__WHAT YOU HAVE TO DO__: In the entries below, return only the line containing "Spot the feather shaft" and those after it, exactly, through the last line.

__EXERCISE MATERIALS__:
┌──

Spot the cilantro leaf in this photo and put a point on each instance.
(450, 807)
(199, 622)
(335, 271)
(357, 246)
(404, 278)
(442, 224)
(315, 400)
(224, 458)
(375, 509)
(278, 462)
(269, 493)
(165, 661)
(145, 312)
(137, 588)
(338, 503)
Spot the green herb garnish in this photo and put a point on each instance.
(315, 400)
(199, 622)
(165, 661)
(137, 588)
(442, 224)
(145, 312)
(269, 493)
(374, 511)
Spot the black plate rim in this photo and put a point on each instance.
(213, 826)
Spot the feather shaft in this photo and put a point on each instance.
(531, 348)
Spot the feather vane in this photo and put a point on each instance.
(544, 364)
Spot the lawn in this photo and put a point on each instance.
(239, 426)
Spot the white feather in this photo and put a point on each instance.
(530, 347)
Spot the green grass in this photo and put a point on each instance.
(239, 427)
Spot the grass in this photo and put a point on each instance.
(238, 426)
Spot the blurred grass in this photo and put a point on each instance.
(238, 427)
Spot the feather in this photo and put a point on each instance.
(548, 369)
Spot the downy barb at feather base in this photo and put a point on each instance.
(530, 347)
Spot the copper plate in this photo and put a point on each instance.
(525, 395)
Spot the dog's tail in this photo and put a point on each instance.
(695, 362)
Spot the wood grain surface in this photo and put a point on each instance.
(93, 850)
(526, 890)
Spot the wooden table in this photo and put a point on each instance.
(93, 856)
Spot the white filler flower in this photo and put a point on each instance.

└──

__ANSWER SECTION__:
Spot the feather shaft in this photo and put a point on each instance.
(531, 348)
Spot the feather vane in this photo and put a point on each instance.
(544, 364)
Spot the lawn in this photo and put a point on each instance.
(239, 426)
Spot the white feather in this photo and put a point on each instance.
(530, 347)
Spot the green grass in this photo and put a point on each instance.
(239, 427)
Spot the grass in this photo and put a point on each instance.
(238, 426)
Spot the blurred grass in this photo and put a point on each instance.
(238, 427)
Spot the feather in this photo and put a point on each instance.
(548, 369)
Spot the downy barb at feather base in this photo and put a point on each instance.
(530, 347)
Spot the copper plate in this photo and put a point on each instance.
(525, 395)
Spot the dog's tail in this photo and put a point on each instance.
(695, 362)
Spot the wood grain surface in this photo and put a point on each instance.
(93, 850)
(526, 890)
Spot the wooden table in this photo and put a point on each instance.
(93, 856)
Spot the white filler flower in this photo and put a point on each instance.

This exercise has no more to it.